***** Record list
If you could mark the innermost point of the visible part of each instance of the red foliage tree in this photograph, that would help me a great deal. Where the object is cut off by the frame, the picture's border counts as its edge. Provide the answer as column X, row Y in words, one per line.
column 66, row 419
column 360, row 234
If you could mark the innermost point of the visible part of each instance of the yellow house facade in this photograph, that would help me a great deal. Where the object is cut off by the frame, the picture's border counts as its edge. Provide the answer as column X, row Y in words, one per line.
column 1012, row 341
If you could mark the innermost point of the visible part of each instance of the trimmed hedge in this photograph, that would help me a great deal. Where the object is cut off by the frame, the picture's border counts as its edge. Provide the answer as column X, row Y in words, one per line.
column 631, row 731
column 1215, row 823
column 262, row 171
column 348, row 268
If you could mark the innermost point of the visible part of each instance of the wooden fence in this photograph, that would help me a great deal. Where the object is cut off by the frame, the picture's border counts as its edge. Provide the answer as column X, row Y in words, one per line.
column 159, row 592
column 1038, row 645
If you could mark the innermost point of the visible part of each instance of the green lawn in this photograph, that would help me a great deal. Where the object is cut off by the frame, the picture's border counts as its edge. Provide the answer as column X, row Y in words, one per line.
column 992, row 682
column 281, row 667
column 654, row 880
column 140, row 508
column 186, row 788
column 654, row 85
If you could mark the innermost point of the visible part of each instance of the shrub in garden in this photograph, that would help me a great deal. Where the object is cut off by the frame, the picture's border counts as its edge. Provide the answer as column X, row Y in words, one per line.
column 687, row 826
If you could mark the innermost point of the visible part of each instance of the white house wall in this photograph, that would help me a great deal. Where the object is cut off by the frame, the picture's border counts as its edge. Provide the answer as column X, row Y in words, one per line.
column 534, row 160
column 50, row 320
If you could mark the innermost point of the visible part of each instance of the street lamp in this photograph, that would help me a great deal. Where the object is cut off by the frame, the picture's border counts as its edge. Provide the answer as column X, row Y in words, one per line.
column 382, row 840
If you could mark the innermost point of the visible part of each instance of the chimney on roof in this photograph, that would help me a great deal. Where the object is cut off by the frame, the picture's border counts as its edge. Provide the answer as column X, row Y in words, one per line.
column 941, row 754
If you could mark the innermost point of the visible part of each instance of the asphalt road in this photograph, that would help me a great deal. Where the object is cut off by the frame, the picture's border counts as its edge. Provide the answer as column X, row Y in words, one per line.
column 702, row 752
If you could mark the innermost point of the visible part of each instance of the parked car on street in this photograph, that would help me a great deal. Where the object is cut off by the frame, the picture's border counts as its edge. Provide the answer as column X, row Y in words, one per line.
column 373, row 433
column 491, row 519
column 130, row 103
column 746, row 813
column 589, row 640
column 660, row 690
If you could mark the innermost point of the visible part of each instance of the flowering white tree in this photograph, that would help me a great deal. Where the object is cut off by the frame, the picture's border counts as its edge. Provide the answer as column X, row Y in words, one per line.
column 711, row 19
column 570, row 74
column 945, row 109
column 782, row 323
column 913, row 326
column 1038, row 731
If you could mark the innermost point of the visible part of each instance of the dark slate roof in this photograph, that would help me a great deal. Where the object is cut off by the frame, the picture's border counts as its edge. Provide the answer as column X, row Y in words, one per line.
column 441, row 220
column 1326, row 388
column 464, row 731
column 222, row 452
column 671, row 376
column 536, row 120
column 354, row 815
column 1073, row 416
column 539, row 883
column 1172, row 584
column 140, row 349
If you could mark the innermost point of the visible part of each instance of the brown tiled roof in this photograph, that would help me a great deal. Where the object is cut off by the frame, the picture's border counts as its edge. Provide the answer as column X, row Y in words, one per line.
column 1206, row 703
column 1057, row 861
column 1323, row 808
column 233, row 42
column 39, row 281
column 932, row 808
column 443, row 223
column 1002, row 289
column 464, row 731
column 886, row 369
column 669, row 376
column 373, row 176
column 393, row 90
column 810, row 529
**********
Repeat the records exactly, including every line.

If you could mark the innermost point of the visible part of each instance of the red foliage tree in this photograph, that would help me a great deal. Where the object is cut off by the frame, the picture's border counts as its edge. Provide the answer as column X, row Y in words, one per line.
column 66, row 419
column 360, row 234
If you could mark the innermost point of the visible part of each instance of the yellow house facade in this photograph, that would help me a great deal. Where the object is cut off by the frame, the picture's border counts as its edge. Provide the answer as column X, row Y in words, one per line.
column 1012, row 341
If you could mark the innermost point of the visible part of each instance of the trimmed hedge in this photograph, that would help me a great deal. Where the object is cut off by the frame, the picture's border counts as its edge. Provide the answer as column X, row Y in words, one per line.
column 631, row 731
column 1215, row 823
column 262, row 171
column 348, row 268
If you could mark the innermost point of the visible part of each instance of the wooden fence in this photograph, that would help me a great deal. Where the object is cut off by the frame, the picture's border counts as its edge. Provide the answer as column X, row Y in words, one per line.
column 159, row 592
column 1038, row 645
If you could mark the innermost point of the visible part of each instance of the green lawn in this photograph, that would help me a great deal. Where the object is cut off by the frame, the picture's border counts as its edge. Provide the answer as column X, row Y in words, one per line.
column 992, row 682
column 281, row 667
column 654, row 880
column 140, row 508
column 186, row 788
column 654, row 85
If you could mark the innermost point of the visible part of each instance of the shrub in garden in this photograph, that would help me a great deal. Where the object is cut off by the frame, the picture's border counts as its edge. Provide the answer as column X, row Y in words, one per line.
column 687, row 826
If you could mark the innermost point of the visible part of each instance of the white house wall in this photograph, that would help me a great deal. Where the object is cut off by the frame, the picture's border counts as its edge. Provide the answer as column X, row Y in words, one per line.
column 534, row 160
column 50, row 320
If you could mark the innermost point of the visible part of each instance of the street lamp in this photograph, that would help me a great deal. Where the object is cut off by the frame, the picture's border counts as its edge. Provide the answer as column X, row Y in words, one per line.
column 382, row 840
If you could mark the innermost point of the visible part of each instance of the chimney on roof in this photograph, that would help me a great deal. Where the object is cut off by the frame, the picture's border counts as its edge. Provide the answer as column X, row Y in words, one per line.
column 941, row 754
If you could mark the innermost point of the visible part of each instance of the asphalt road in this photograph, that would help me a great deal. Where the object is cut off by the frame, the picture's border counts as its edge. Provide the answer as column X, row Y in words, one per line.
column 702, row 752
If you could mark the innermost point of the visible part of each instance of the parked car on street in this photograph, that would help me a great deal. Where the object is cut off by the frame, the picture's border counts as its edge. Provide the answer as column X, row Y in words, one per line.
column 373, row 433
column 491, row 519
column 130, row 103
column 746, row 813
column 589, row 640
column 660, row 690
If you could mark the innermost point of the visible part of each instance of the flowering white tree in this photograph, that would help me a great deal. Where the object is cut off by the frame, the picture's border counts as its edge. Provide the answer as column X, row Y in words, one per line.
column 711, row 19
column 570, row 74
column 945, row 109
column 782, row 323
column 913, row 326
column 1038, row 731
If you could mark the innermost point of the visible part of each instance of the dark slate roof in this photograph, that would help me a great deal. Where the object is cut off by the frame, the picture's border counts as its edge. Provide the answer as column X, row Y in words, one per line.
column 441, row 220
column 1326, row 388
column 464, row 731
column 222, row 452
column 671, row 376
column 536, row 120
column 354, row 815
column 1073, row 416
column 539, row 883
column 1172, row 584
column 140, row 349
If you could mark the innermost point of the visible part of each instance of the brown tiled roof in this photograph, that would help me a great deal. Where the object is cut off by the frame, the picture's border counts as its edge. Provide the answer as column X, row Y in words, one per line.
column 1206, row 703
column 1057, row 861
column 1323, row 808
column 233, row 42
column 39, row 281
column 932, row 808
column 443, row 223
column 1002, row 289
column 464, row 731
column 886, row 369
column 669, row 376
column 373, row 176
column 393, row 90
column 810, row 529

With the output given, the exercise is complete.